_Work instruction 1:_
Answer these questions from the passage on salt and health.
(a) In which journal was the study published?
(b) Which countries already have campaigns to persuade people to eat less salt?
(c) At what college is Michael Alderman a professor?
_Work instruction 2:_ Can you resume the passage on salt and health, picking up right after its final sentence?

_Passage for review:_
The argument over salt and health

Last month we reported about a study that showed eating even a little less salt could greatly help the heart. The study was published in the New England Journal of Medicine. The scientists used a computer model to predict how just three grams less salt a day would affect heart disease in the United States.

The scientists said the results would be 13 percent fewer heart attacks, eight percent fewer strokes, four percent fewer deaths and 11 percent fewer new cases of heart disease. And 240 billion dollars in health care savings. Researchers said it could prevent 100,000 heart attacks and 92,000 deaths every year.

The researchers were from the University of California, San Francisco, Stanford University and Columbia University.

They and public health professionals in the United States are interested in a national campaign to persuade people to eat less salt. Such campaigns are already in place in Britain, Japan and Finland.

However, some scientists say such a campaign is an experiment with the health of millions of people.

Michael Alderman is among the critics. He is a high blood pressure expert and professor at Albert Einstein College of Medicine in New York. Doctor Alderman says that eating less salt results in lower blood pressure. But he says studies have not clearly shown that lowering salt means fewer heart attacks or strokes.

_Records:_

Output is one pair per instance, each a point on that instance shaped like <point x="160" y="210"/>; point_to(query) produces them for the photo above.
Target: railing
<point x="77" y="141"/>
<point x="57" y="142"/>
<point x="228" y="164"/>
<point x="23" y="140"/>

_Expected answer 1:_
(a) The New England Journal of Medicine
(b) Britain, Japan and Finland
(c) Albert Einstein College of Medicine in New York

_Expected answer 2:_
And he says salt has other biological effects. He says calling for reductions in the national diet could have good effects, but it could also have harmful results. He says there is not enough evidence either way.

Another critic is David McCarron, a nutrition and kidney disease expert at the University of California, Davis. He and his team looked at large studies of diets in 33 countries. They found that most people around the world eat about the same amount of salt. Most of them eat more salt than American health officials advise.

Doctor McCarron says the worldwide similarity suggests that a person's brain might decide how much salt to eat.

Both Doctor McCarron and Doctor Alderman have connections to the Salt Institute, a trade group for the salt industry. Doctor Alderman is a member of an advisory committee. But he says he receives no money from the group. Doctor McCarron is paid for offering scientific advice to the Salt Institute.

And that's the VOA Special English Health Report, written by Caty Weaver. I'm Shirley Griffith.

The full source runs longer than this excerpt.